#### Raw data ####

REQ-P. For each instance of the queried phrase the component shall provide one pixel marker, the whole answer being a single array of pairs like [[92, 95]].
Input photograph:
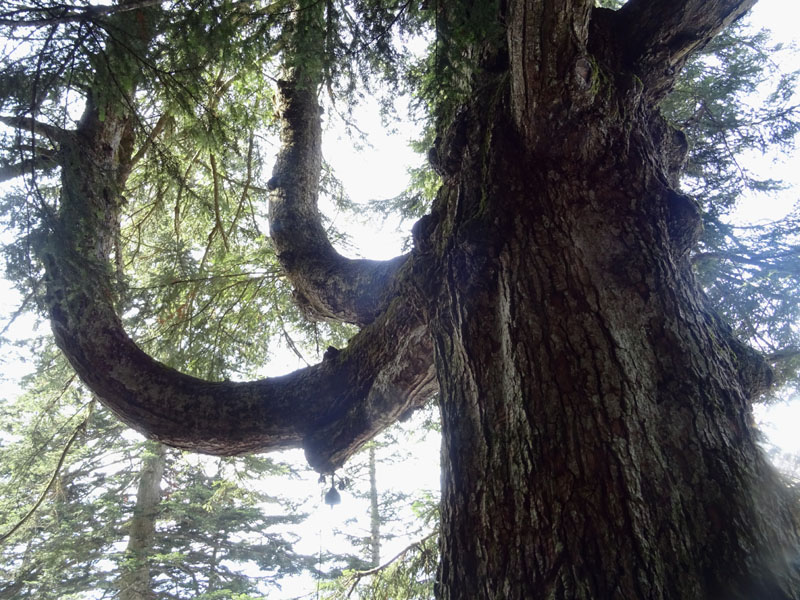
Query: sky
[[380, 171]]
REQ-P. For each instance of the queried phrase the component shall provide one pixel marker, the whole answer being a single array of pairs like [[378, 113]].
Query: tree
[[129, 519], [595, 409]]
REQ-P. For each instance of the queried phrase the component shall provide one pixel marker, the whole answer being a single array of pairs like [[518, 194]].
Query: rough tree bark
[[595, 413]]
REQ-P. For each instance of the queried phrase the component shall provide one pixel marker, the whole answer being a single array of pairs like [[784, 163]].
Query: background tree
[[127, 518], [595, 409]]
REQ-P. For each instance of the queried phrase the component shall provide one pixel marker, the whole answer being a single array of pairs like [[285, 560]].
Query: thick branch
[[30, 124], [660, 35], [41, 162], [330, 409], [327, 285]]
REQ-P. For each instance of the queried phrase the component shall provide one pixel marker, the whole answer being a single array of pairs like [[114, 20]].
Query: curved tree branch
[[330, 409], [327, 285]]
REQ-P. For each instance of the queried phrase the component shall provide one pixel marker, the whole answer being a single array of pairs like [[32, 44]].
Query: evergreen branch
[[22, 308], [66, 14], [80, 428], [783, 355], [359, 575], [43, 161]]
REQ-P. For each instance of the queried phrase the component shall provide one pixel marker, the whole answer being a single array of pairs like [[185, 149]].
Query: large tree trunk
[[597, 438], [135, 582]]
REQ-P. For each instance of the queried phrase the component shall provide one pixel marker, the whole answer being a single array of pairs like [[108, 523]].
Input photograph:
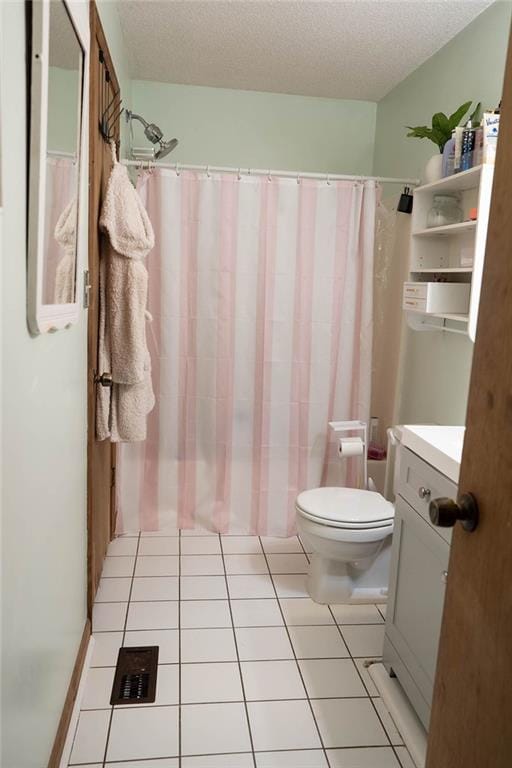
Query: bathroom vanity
[[429, 463]]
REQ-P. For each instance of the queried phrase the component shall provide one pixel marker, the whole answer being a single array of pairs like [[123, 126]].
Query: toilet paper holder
[[356, 433]]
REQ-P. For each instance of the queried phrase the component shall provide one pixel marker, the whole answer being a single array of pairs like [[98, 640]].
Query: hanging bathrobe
[[122, 410]]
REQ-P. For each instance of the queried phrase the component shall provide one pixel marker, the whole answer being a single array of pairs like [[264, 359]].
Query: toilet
[[349, 531]]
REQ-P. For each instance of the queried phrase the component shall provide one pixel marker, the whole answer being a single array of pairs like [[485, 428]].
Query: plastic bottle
[[449, 156]]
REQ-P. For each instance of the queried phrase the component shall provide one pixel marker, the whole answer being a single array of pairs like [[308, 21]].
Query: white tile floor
[[252, 673]]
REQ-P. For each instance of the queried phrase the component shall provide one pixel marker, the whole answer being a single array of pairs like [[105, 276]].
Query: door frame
[[472, 703], [96, 147]]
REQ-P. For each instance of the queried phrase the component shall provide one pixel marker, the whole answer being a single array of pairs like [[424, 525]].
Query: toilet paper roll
[[350, 446]]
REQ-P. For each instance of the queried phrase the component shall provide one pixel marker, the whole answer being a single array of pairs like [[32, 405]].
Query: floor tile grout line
[[223, 754], [122, 644], [299, 669], [235, 639], [361, 677], [236, 701]]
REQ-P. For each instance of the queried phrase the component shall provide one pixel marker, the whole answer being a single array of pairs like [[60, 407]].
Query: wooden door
[[471, 724], [100, 455]]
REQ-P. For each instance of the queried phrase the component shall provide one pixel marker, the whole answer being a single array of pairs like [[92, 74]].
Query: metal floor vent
[[135, 678]]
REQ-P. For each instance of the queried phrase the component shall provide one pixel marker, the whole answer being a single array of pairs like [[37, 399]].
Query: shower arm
[[133, 116]]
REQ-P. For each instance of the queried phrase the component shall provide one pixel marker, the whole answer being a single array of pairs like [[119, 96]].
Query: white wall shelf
[[459, 182], [448, 230], [454, 252], [443, 271]]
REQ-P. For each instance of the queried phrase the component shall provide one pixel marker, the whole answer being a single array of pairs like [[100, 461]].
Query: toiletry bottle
[[449, 156], [468, 144]]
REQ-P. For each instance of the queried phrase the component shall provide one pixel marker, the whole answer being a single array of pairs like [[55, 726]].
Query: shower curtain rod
[[262, 172]]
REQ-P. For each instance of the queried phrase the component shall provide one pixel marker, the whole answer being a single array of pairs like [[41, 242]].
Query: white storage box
[[437, 298]]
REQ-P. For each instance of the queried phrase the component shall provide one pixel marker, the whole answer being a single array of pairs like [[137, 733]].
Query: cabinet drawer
[[437, 298], [415, 305], [415, 290], [419, 483]]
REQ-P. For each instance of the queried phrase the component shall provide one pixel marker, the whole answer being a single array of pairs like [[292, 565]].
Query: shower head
[[154, 134]]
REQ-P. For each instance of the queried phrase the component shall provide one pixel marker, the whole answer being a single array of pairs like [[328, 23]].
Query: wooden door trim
[[472, 705], [95, 154], [69, 703]]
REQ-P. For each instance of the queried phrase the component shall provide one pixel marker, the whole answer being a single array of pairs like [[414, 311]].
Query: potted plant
[[440, 133]]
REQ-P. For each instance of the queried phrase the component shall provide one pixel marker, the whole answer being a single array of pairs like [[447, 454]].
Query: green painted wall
[[262, 130], [437, 366]]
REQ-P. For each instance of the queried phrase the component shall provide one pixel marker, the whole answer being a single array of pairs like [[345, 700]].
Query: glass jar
[[445, 210]]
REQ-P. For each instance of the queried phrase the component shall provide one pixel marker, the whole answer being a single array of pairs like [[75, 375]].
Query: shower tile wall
[[252, 673]]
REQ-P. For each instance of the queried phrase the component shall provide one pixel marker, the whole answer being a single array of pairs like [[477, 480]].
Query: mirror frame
[[48, 318]]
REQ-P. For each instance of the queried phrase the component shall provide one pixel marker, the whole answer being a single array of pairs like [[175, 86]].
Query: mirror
[[55, 153]]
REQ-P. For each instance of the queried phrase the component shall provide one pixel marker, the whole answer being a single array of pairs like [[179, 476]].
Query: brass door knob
[[105, 379], [445, 512]]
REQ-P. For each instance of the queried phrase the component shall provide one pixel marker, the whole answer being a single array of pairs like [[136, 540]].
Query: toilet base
[[337, 582]]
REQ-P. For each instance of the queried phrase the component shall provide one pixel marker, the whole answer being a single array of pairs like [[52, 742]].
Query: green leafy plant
[[442, 126]]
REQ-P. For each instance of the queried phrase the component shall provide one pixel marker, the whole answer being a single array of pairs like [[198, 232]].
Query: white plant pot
[[433, 169]]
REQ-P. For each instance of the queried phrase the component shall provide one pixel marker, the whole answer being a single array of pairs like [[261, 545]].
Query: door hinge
[[87, 289]]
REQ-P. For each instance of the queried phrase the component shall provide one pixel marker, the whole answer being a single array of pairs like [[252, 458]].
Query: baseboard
[[402, 713], [71, 697]]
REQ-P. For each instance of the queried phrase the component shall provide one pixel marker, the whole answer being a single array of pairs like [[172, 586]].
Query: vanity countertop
[[439, 446]]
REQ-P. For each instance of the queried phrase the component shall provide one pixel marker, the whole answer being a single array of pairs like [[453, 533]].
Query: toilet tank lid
[[348, 505]]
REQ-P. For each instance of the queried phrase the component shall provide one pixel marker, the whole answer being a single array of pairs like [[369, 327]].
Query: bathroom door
[[472, 708], [100, 455]]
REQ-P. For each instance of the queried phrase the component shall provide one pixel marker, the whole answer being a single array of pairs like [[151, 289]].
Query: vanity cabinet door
[[419, 563]]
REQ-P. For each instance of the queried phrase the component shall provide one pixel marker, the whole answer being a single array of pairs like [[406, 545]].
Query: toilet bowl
[[349, 533]]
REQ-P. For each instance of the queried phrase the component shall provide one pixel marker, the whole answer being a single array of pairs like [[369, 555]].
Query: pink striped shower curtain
[[261, 297]]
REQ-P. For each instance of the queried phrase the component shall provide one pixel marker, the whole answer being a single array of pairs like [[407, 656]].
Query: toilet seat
[[348, 508]]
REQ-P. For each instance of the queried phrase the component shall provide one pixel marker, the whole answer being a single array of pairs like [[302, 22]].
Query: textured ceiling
[[347, 50]]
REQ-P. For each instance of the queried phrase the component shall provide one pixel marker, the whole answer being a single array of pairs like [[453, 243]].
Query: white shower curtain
[[261, 297]]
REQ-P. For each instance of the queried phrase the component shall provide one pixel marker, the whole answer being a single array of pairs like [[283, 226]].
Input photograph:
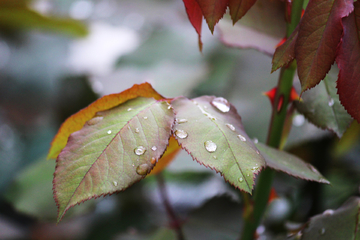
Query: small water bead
[[95, 120], [242, 138], [182, 120], [181, 134], [221, 104], [210, 146], [140, 150], [230, 126], [142, 169], [328, 212]]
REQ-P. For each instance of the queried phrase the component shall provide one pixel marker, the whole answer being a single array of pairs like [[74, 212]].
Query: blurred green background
[[57, 56]]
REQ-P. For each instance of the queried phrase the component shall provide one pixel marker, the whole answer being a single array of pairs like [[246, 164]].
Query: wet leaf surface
[[112, 151], [211, 131]]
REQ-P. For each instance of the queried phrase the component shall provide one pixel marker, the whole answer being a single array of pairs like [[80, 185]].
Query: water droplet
[[140, 150], [221, 103], [142, 169], [210, 146], [242, 138], [95, 120], [181, 134], [182, 120], [230, 126], [328, 212]]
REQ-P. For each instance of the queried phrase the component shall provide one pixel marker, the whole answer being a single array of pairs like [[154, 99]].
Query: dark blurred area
[[57, 56]]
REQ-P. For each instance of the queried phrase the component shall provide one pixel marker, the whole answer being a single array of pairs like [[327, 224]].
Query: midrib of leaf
[[222, 132], [333, 106], [143, 107]]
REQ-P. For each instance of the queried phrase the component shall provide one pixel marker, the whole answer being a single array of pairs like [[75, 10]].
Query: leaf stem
[[174, 221], [265, 179]]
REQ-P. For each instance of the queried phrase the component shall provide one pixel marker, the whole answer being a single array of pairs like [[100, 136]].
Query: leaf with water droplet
[[76, 121], [207, 138], [340, 224], [94, 159], [290, 164], [322, 107]]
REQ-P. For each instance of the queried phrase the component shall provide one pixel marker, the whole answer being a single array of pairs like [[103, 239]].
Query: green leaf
[[115, 149], [211, 131], [322, 107], [23, 18], [334, 225], [290, 164]]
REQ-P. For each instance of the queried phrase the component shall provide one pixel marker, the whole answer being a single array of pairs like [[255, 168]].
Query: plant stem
[[174, 221], [278, 117]]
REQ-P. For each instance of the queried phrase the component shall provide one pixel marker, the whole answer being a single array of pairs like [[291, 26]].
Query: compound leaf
[[211, 131], [113, 150], [76, 121], [320, 31]]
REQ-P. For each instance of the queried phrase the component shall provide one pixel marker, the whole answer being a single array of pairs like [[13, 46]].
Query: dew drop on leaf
[[242, 138], [140, 150], [95, 120], [230, 126], [181, 134], [221, 104], [142, 169], [328, 212], [210, 146], [182, 120]]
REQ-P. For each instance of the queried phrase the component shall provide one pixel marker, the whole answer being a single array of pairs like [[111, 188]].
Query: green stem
[[278, 117]]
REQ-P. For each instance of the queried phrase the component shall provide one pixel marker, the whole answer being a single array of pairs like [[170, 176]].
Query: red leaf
[[213, 11], [195, 15], [320, 32], [348, 60], [238, 8], [285, 53]]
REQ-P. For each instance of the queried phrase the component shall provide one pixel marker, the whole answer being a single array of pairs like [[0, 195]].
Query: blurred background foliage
[[57, 56]]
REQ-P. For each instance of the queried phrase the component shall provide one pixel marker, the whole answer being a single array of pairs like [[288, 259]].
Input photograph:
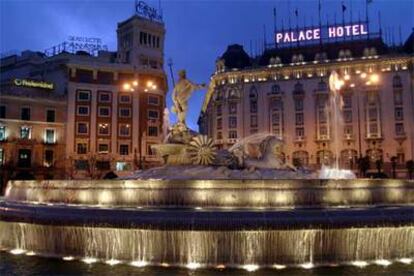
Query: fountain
[[242, 208]]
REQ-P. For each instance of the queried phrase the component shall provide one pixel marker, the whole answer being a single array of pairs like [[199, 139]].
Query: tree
[[410, 168], [394, 166]]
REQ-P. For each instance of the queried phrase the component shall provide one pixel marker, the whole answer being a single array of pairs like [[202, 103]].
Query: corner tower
[[141, 39]]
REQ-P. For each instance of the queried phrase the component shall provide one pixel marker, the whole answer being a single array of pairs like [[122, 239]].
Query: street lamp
[[133, 86]]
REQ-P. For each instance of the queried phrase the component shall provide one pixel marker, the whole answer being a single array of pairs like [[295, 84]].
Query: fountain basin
[[215, 193], [225, 223]]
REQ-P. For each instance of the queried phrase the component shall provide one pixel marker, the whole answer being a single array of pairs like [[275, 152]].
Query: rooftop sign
[[33, 84], [326, 32]]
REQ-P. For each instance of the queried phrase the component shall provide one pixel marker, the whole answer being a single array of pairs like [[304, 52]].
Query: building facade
[[285, 91], [98, 114]]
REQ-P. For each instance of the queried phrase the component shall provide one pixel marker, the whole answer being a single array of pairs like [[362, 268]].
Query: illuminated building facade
[[108, 108], [285, 91]]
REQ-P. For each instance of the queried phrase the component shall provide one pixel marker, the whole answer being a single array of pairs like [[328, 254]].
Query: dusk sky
[[197, 31]]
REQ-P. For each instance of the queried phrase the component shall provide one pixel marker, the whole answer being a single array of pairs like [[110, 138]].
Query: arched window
[[253, 100], [275, 89], [300, 158], [396, 81]]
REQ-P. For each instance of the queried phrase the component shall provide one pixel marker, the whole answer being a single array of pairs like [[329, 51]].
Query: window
[[232, 122], [125, 98], [219, 123], [347, 100], [399, 114], [124, 130], [25, 132], [123, 149], [83, 110], [103, 148], [153, 100], [48, 161], [218, 110], [397, 97], [322, 116], [2, 111], [2, 133], [152, 114], [82, 128], [153, 131], [81, 148], [300, 132], [104, 97], [299, 119], [104, 111], [103, 129], [149, 150], [253, 121], [232, 134], [50, 136], [399, 129], [25, 113], [82, 165], [298, 104], [103, 165], [232, 108], [348, 116], [125, 112], [50, 115], [83, 96], [123, 166]]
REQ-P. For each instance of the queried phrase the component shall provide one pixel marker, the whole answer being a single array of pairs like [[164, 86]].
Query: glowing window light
[[250, 267], [126, 86], [139, 263]]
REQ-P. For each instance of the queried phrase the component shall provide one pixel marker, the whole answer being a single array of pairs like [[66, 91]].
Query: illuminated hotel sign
[[329, 32], [34, 84]]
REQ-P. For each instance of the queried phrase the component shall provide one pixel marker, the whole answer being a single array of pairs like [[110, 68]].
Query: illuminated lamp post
[[133, 86], [365, 79]]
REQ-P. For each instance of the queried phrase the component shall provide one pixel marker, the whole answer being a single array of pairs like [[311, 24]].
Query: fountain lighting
[[277, 266], [89, 260], [193, 265], [307, 265], [250, 267], [17, 251], [383, 262], [359, 263], [139, 263], [405, 260], [113, 262]]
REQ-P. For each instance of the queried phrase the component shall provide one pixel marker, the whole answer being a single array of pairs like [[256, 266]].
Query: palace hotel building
[[77, 115], [285, 91]]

####

Action item. Your reply should hold nothing but the lines above, from the one containing "Query: curved tree branch" to the one containing "like [[32, 405]].", reproduced exactly minus the pictures.

Task response.
Query: curved tree branch
[[330, 409], [327, 285]]
REQ-P. For each instance of the queried phrase the component shall provide one pixel marker, the whole answer being a single array of pairs like [[32, 44]].
Query: evergreen branch
[[22, 308], [66, 14], [80, 428], [783, 355], [359, 575], [43, 161]]
REQ-P. For each instance of the queried phrase the component shall provide one pixel marker, the whole answer being a single array of pairs like [[185, 149]].
Query: large tree trunk
[[597, 438], [135, 582]]
REQ-P. For each instance of the queried phrase the component shall provide one pixel marker, the whole answer being a single array of pairs like [[108, 523]].
Input photograph:
Query: bathroom vanity
[[429, 463]]
REQ-P. For each instance of the queried phrase the component shall provide one pixel marker, the whole answer being a single array of pairs like [[123, 126]].
Query: toilet paper holder
[[356, 433]]
REQ-P. For each instance of the queried phrase the component shall provide one pixel marker, the whole answer being a single array of pairs like [[98, 640]].
Query: hanging bathrobe
[[122, 410]]
REQ-P. For each instance of the queried phrase the component shall provide one pixel marker, the whole answer being a single array of pairs like [[264, 359]].
Query: toilet
[[349, 531]]
REQ-P. For each instance of the queried phrase the component shall provide one pixel marker, the whole answer being a single array of pairs like [[485, 428]].
Query: plastic bottle
[[449, 156]]
REQ-P. For each instance of the queried phrase the component shall provide one pixel marker, the whole answer being a single array of pairs like [[308, 21]].
Query: white tile floor
[[252, 673]]
REQ-P. For each instance of the queried phrase the component shall provide one pixel marker, the whole answer being a single array of pairs like [[105, 276]].
Query: door frame
[[472, 703], [96, 147]]
REQ-P. For each instance of the queried phrase the component shall provide one pixel marker, the whole answer being a single array of pairs like [[424, 525]].
Query: toilet paper roll
[[350, 446]]
REQ-P. For each instance of the queried phrase the component shall provide one pixel marker, the whole answer being a single array of pairs like [[32, 405]].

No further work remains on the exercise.